STATED PROBLEM :: Find every line in the items below that contains the string "instance", matching case exactly, and copy each of those lines.

* START EXERCISE MATERIAL *

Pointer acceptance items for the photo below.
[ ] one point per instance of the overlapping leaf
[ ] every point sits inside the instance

* END EXERCISE MATERIAL *
* START EXERCISE MATERIAL *

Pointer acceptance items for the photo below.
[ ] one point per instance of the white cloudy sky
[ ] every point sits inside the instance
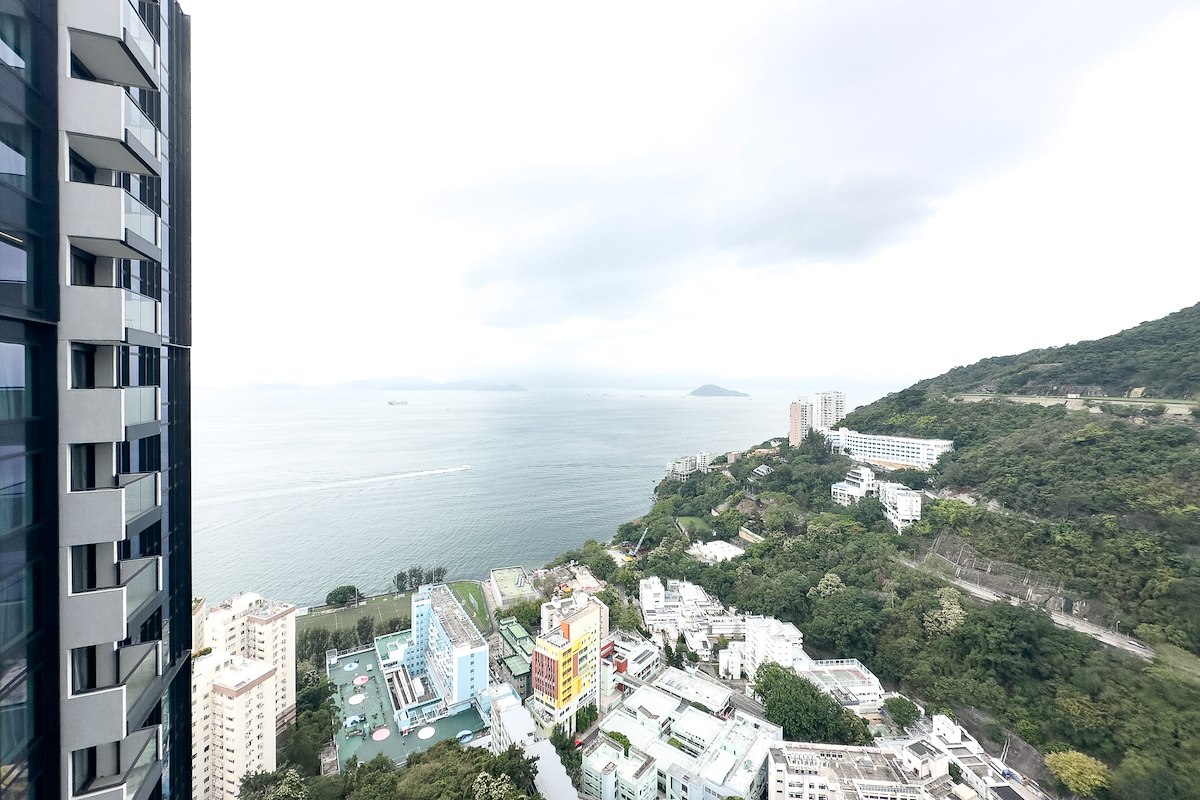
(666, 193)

* END EXERCISE MATERIAL *

RESULT ::
[ ] one point per instance of the overlapping leaf
[ ] every point sits inside the instance
[ ] one point per instance of the white cloudy sky
[ ] every point sits inside the instance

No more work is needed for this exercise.